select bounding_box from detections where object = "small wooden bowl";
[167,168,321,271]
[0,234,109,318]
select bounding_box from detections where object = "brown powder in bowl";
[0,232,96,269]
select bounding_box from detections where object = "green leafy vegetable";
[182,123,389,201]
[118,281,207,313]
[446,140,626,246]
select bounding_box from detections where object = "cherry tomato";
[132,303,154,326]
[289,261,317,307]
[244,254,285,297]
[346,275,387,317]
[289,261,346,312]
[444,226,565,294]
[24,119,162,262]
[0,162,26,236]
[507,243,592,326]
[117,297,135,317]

○ ○ ○ ○ ○ ○ ○

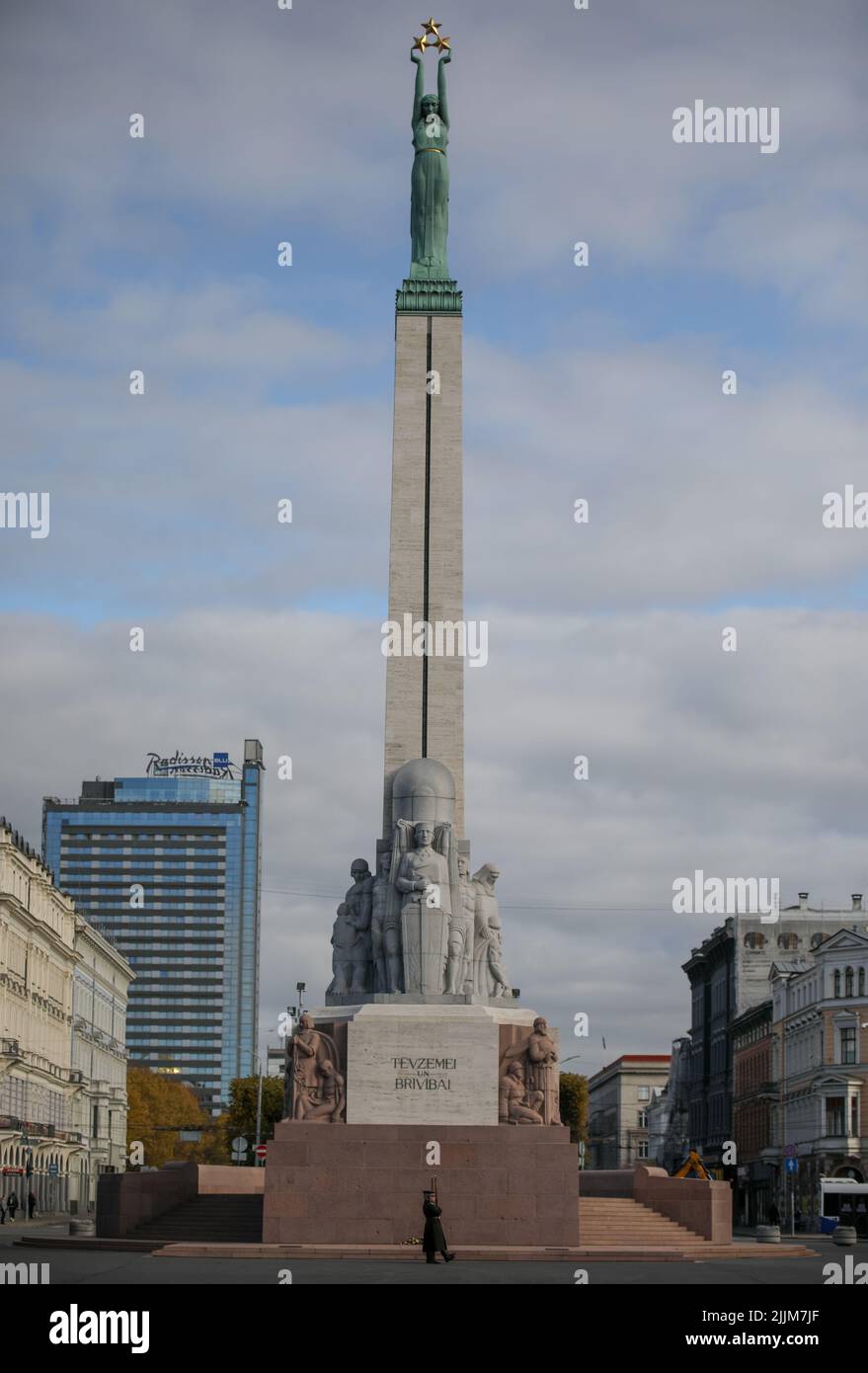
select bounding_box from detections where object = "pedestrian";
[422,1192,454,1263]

○ ○ ○ ○ ○ ○ ○

**Given instruction:**
Pull out every line of the material above that contains the string "object", and list only those lines.

**Full answer:**
select bounding_box from detections where object = "small wooden bowl";
select bounding_box from detections where object = "brown powder in bowl";
select bounding_box from detections where object = "green leafy vegetable";
select bounding_box from detections where object = "cherry tomato";
select bounding_box from detections where object = "pedestrian";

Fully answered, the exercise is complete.